Assignment:
Each line below containing the word "pink" needs to be shown.

[Stored data entries]
Segment Open

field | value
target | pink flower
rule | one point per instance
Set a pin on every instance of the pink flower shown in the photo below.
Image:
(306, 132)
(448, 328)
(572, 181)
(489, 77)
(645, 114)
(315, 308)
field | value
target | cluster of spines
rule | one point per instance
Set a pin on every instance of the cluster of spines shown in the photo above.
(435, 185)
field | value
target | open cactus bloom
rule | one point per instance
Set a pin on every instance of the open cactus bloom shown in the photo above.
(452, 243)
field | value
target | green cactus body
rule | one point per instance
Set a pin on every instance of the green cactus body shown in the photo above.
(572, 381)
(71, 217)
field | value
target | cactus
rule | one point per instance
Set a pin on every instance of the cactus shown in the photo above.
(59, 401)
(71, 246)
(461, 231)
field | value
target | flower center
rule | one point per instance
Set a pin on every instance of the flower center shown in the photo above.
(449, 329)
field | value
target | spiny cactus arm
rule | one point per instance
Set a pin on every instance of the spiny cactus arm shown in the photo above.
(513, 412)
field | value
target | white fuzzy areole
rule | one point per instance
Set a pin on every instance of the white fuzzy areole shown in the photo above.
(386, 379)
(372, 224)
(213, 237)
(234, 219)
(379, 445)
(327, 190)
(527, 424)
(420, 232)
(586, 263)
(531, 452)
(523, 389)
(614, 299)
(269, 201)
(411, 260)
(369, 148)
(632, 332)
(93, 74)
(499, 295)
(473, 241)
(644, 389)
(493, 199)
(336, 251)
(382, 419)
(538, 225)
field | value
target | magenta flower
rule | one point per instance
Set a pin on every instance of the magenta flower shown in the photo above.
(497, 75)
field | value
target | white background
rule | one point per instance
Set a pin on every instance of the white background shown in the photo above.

Segment Closed

Result below:
target | pink flower
Set a pin on every instance of the pink flower shown in the photo below.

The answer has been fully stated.